══ Exercise data

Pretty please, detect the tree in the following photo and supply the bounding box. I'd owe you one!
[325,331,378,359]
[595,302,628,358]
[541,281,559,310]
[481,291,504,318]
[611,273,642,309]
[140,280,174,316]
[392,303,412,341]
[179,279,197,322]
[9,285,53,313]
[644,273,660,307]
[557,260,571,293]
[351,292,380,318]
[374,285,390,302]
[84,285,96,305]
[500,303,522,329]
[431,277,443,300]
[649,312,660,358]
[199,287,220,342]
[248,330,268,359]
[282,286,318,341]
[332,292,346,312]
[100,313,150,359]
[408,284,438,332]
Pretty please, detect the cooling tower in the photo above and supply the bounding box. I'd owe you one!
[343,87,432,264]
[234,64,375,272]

════

● **Written instruction**: Copy out every line of the records above word for word, without changing anything.

● **Answer to this exercise**:
Pretty please, detect the tree in the following photo and supply the bounding box. I'd owe you one!
[325,331,378,359]
[595,302,628,358]
[541,281,559,310]
[481,291,504,318]
[611,273,642,309]
[140,280,174,316]
[392,303,412,341]
[179,279,197,322]
[9,285,53,313]
[644,273,660,307]
[557,260,571,293]
[351,292,380,318]
[374,285,390,302]
[84,285,96,305]
[500,303,522,329]
[431,277,443,300]
[649,312,660,358]
[199,287,220,342]
[248,330,268,359]
[282,286,318,341]
[332,292,346,312]
[100,313,150,359]
[408,284,438,332]
Pretty please, detect the cooling tower in the photo above and supply the bounding box. I'd owe you one!
[343,87,432,264]
[234,64,375,272]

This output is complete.